** Passage follows **

I did already a blog on Solving a Sudoku with Collections, but for this blog I used another aproach: the model clause. The model clause is introduced in Oracle 10g and, according to the documentation “brings a new level of power and flexibility to SQL calculations”. And that isn’t too much said! But how can you use it for solving Sudokus? Quit simple in fact , select it as a string from 81 characters from dual

select '   56  2 ' || 
       ' 63      ' || 
       '   2   37' || 
       ' 5    173' || 
       '327  14  ' || 
       '  1  9   ' || 
       '6   7    ' || 
       '    2 381' || 
       '83       ' s
from dual

and add the model clause.

  model
    reference xxx on
      ( select i, j, r
        from dual
        model
          dimension by ( 1 i, 1 j )
          measures ( 1 x, 1 y, 1 r )
          rules
            ( x[for i from 1 to 81 increment 1, 1]= trunc( ( cv(i) - 1 ) / 9 ) * 9
            , y[for i from 1 to 81 increment 1, 1]= mod( cv(i) - 1, 9 ) + 1
            , r[for i from 1 to 81 increment 1, for j from 1 to 8 increment 1]= case when x[ cv(i), 1 ] + cv(j) < cv(i)
                                                                                   then x[ cv(i), 1 ] + cv(j)
                                                                                   else x[ cv(i), 1 ] + cv(j) + 1
                                                                                 end
            , r[for i from 1 to 81 increment 1, for j from 9 to 16 increment 1]= case when y[ cv(i), 1 ] + ( cv(j) - 9 ) * 9 < cv(i)
                                                                                    then y[ cv(i), 1 ] + ( cv(j) - 9 ) * 9
                                                                                    else y[ cv(i), 1 ] + ( cv(j) - 8 ) * 9
                                                                                  end
            , r[for i from 1 to 81 increment 1, 17]= case mod( x[ cv(i), 1 ] / 9, 3 )
                                                        when 0 then x[ cv(i), 1 ] + 9
                                                        when 1 then x[ cv(i), 1 ] - 9
                                                        when 2 then x[ cv(i), 1 ] - 18
                                                      end + mod( y[ cv(i), 1 ], 3 ) + trunc( (y[ cv(i), 1 ] - 1) / 3 ) * 3 + 1
            , r[for i from 1 to 81 increment 1, 18]= case mod( x[ cv(i), 1 ] / 9, 3 )

** End of Passage **
** Records supplied follows **

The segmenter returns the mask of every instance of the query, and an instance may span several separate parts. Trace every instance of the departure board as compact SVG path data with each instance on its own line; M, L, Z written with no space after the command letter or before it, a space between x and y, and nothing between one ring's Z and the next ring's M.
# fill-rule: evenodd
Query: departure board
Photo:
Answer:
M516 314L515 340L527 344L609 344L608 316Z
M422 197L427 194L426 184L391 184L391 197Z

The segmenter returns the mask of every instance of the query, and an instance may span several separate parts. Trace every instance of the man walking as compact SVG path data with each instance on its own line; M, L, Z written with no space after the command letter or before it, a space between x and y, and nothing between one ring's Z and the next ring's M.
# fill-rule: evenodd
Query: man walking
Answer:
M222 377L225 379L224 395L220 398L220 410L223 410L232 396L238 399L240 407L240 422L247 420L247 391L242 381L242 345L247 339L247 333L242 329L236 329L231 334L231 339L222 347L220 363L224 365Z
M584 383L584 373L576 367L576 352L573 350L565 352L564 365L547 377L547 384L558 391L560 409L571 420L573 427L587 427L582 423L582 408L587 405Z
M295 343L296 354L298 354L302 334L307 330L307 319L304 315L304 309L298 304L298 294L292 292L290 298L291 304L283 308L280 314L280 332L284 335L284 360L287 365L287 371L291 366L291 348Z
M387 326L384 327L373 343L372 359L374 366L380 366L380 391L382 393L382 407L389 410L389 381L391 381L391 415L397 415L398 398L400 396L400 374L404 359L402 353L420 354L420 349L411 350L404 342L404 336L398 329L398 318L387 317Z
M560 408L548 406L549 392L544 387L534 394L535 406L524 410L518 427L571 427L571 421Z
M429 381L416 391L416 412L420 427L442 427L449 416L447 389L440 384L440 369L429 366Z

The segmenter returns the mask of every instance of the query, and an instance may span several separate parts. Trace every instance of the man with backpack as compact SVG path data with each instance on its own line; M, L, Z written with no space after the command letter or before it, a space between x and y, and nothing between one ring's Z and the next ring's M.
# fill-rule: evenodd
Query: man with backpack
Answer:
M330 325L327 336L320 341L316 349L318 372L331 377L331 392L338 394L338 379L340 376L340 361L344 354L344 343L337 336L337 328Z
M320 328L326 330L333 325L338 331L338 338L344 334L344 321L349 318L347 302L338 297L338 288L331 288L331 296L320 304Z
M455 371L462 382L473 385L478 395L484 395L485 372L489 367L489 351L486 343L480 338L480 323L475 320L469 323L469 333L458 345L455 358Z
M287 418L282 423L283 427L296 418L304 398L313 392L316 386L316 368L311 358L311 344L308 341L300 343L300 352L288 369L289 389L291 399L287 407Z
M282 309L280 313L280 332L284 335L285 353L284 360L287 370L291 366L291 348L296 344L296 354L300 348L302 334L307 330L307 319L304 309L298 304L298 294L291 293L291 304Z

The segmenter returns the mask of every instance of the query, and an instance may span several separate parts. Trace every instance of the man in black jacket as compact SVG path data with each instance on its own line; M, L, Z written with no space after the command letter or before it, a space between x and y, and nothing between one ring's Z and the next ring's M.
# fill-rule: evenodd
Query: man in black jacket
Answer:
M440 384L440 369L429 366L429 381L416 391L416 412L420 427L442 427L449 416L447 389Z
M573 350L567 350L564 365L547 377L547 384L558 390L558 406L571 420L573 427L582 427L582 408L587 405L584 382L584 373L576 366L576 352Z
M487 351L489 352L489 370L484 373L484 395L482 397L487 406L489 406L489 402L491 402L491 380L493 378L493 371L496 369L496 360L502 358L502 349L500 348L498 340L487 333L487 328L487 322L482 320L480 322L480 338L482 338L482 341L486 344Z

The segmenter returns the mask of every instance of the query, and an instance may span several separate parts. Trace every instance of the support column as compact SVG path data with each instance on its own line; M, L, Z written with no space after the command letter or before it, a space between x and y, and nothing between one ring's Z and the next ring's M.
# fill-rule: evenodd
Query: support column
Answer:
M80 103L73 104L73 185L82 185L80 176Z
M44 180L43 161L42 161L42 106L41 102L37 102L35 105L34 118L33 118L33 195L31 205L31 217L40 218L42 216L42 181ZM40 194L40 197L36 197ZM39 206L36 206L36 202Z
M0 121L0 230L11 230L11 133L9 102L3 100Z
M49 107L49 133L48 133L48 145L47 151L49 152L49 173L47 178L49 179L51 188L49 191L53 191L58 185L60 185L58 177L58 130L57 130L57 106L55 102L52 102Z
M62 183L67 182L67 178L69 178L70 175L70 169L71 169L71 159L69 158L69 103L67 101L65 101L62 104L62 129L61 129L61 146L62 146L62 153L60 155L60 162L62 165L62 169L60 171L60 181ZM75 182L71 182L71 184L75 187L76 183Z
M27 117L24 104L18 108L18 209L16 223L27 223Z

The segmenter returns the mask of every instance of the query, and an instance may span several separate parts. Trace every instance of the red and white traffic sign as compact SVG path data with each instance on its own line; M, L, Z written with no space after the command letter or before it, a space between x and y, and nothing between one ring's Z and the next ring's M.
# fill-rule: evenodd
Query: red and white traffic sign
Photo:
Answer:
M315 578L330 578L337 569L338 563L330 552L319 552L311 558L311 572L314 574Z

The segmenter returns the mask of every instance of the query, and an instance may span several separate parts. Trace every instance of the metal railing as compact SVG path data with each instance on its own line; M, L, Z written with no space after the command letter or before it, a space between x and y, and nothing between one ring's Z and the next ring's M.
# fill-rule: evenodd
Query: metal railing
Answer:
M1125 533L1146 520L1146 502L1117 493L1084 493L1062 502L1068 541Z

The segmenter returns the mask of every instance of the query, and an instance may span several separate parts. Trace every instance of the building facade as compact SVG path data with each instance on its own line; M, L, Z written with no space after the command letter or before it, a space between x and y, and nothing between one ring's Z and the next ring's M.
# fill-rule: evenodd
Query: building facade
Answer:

** End of Records supplied **

§ **Work order 1**
Retype the Sudoku passage, beginning at the words "I did already" and stopping after the words "add the model clause.".
§ **Work order 2**
Which measures does the inner model in the Sudoku passage declare?
Rely on the Sudoku passage alone.

§ **Written reply 1**
I did already a blog on Solving a Sudoku with Collections, but for this blog I used another aproach: the model clause. The model clause is introduced in Oracle 10g and, according to the documentation “brings a new level of power and flexibility to SQL calculations”. And that isn’t too much said! But how can you use it for solving Sudokus? Quit simple in fact , select it as a string from 81 characters from dual

select '   56  2 ' || 
       ' 63      ' || 
       '   2   37' || 
       ' 5    173' || 
       '327  14  ' || 
       '  1  9   ' || 
       '6   7    ' || 
       '    2 381' || 
       '83       ' s
from dual

and add the model clause.

§ **Written reply 2**
x, y, r